= Beginning of Section =

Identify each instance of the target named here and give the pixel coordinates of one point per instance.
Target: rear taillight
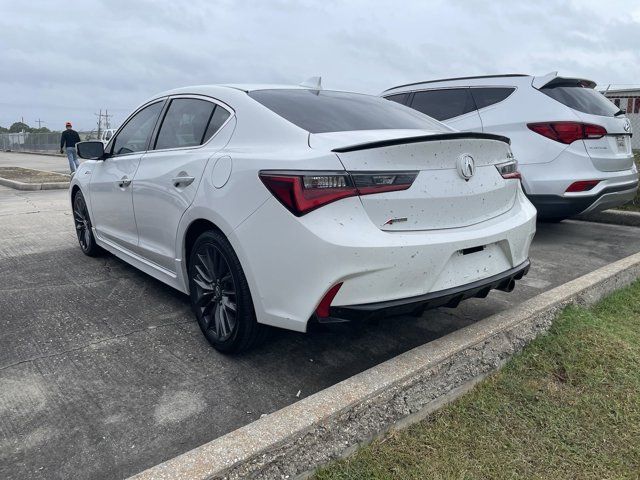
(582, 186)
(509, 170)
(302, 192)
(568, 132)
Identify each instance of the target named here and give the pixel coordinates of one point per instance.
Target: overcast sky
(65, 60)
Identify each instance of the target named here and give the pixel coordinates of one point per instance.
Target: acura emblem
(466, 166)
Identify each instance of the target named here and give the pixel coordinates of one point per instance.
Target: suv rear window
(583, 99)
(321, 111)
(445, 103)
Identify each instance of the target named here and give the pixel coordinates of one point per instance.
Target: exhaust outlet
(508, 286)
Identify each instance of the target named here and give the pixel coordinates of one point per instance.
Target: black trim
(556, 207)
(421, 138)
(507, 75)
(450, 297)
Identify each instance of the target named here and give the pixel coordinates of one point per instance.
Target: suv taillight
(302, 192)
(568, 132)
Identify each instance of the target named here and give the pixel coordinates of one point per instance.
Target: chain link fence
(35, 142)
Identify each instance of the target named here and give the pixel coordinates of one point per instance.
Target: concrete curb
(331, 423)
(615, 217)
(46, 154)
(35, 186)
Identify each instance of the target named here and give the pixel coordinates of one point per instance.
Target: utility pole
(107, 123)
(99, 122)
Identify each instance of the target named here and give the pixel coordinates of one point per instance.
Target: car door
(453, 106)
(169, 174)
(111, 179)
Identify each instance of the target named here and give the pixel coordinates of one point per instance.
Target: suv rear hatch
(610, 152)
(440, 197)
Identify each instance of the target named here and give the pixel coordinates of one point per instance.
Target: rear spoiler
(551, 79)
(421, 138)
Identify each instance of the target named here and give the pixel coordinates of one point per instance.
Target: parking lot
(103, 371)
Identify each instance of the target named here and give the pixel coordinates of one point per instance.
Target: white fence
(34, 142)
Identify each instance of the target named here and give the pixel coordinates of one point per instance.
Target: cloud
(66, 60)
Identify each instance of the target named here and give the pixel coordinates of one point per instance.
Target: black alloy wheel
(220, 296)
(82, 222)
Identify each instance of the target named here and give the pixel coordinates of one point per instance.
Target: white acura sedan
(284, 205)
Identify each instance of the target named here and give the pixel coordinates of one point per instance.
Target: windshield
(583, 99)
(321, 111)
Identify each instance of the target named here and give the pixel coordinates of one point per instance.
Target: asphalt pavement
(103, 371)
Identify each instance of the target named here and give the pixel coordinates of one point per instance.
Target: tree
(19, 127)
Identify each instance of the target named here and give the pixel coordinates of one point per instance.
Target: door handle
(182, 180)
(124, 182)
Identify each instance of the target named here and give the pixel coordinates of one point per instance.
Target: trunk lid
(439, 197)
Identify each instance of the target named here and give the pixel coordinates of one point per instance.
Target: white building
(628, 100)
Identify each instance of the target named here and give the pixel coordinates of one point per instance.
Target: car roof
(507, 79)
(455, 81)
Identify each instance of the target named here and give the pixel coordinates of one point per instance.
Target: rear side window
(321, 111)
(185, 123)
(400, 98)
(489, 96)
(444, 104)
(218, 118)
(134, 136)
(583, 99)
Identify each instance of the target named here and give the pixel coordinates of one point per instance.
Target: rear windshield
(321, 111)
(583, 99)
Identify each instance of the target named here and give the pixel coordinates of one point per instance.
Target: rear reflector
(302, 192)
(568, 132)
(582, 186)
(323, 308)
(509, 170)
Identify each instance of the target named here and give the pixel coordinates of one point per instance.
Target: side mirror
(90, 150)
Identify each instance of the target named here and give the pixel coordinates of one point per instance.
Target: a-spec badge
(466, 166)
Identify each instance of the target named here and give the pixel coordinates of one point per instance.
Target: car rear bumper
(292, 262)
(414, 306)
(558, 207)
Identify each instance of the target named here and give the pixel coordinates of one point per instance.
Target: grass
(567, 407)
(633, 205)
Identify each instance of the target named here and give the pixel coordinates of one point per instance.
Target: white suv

= End of Section =

> _Work request_: Retype the full listing above precisely. Exclude each picture you find in it.

> _Result of this exercise_:
Identify each instance of the target named here and give the pixel coordinates of one point per instance.
Target: rear taillight
(582, 186)
(509, 170)
(302, 192)
(568, 132)
Identify each instance of the target named here and give the pixel coordinates of one point per instance.
Target: overcast sky
(65, 60)
Identify each instance of the target named here and give the pixel coordinates of one point per instance.
Target: acura emblem
(466, 166)
Identify each instance of the target named here and give the pixel coordinates of one point per instance.
Target: suv rear window
(583, 99)
(321, 111)
(445, 103)
Identify each instance of the target named here and give the pixel coordinates of one point per instance.
Target: exhaust outlet
(508, 286)
Identify each instance of the target named here and give the pixel coordinates of one point per instance.
Target: black trim
(556, 207)
(421, 138)
(507, 75)
(450, 297)
Identify each instance of the target named here and give the pixel coordinates of one point per instance.
Target: suv taillight
(302, 192)
(568, 132)
Identify each instance of the target named here and give the pixel coordinates of one point per instance.
Target: chain link fence
(35, 142)
Identify each instance of the target named here and give the pixel coordinates of one point per instance.
Target: concrete curb
(331, 423)
(615, 217)
(46, 154)
(35, 186)
Identify each instance of the target named here and give the pixel coordinates of one point per instance.
Target: utility pole
(107, 123)
(99, 122)
Identify each instance of the target named here and give the pixel coordinates of one point per instance.
Target: car door
(453, 106)
(169, 174)
(111, 179)
Identify each instance of the target named here and give the pixel coordinates of one point per instance.
Target: suv rear hatch
(610, 152)
(440, 197)
Identify each instance of the target named here and give the pixel coordinates of one point per instance.
Target: rear spoiler
(551, 79)
(421, 138)
Identify each instance of the target named here and give the pixel coordinates of one point per instance.
Target: parking lot
(103, 371)
Identify each instance of the target named here and give the pixel coordinates of one point per instance.
Target: white fence
(34, 142)
Identify each instance of the target named here and give the pixel coordinates of one point per instance.
Target: cloud
(66, 60)
Identify each instance of the target named here and give the pixel coordinates of one point per instance.
Target: black alloy wheel
(220, 296)
(82, 222)
Identify each instance of the target named here and give the pixel coordinates of one point per instance.
Target: white acura sedan
(284, 205)
Identify each instance of the target named here and give the pixel coordinates of one point per instance.
Target: windshield
(583, 99)
(321, 111)
Identify each instance of the target named here and give the pixel coordinates of one point per instance.
Target: asphalt pavement
(103, 371)
Identify each instance of the target named here and give the pixel coordinates of one point per instance.
Target: tree
(19, 127)
Identify each instance of the target named here and give the pixel coordinates of one point per instance.
Target: door handle
(182, 180)
(124, 182)
Identify each instance of the target named here and give the pixel coordinates of one point per instance.
Target: trunk lid
(439, 197)
Identify each instance of the target named here and give the pixel coordinates of one point per instance.
Target: white building
(628, 100)
Identify each instance of the target named here and give the pixel coordinates of one point per instance.
Target: car roof
(507, 79)
(455, 81)
Identify each instance of the target named here and give the pixel coordinates of one point per instance.
Target: rear side window
(321, 111)
(185, 123)
(400, 98)
(489, 96)
(444, 104)
(218, 118)
(134, 136)
(583, 99)
Identify each instance of the target named here and give the pixel coordinates of one point per instance.
Target: rear windshield
(321, 111)
(583, 99)
Identify each instance of the target named here and give the pixel coordinates of one point per instance.
Target: rear reflector
(302, 192)
(568, 132)
(582, 186)
(323, 308)
(509, 170)
Identify each instance of the target named here and give the pixel coordinates of one point per instance.
Target: side mirror
(90, 150)
Identify each instance of the target named here and give the pixel coordinates of one point per instance.
Target: a-spec badge
(466, 166)
Identify each instance of the target named here and give the pixel coordinates of one point per instance.
Target: car rear bumper
(292, 262)
(414, 306)
(558, 207)
Identify each instance of the target named here and give the pixel coordinates of one point per instance.
Target: grass
(567, 407)
(633, 205)
Identify each instance of the target named here and give the pixel coordinates of one point per instance.
Target: white suv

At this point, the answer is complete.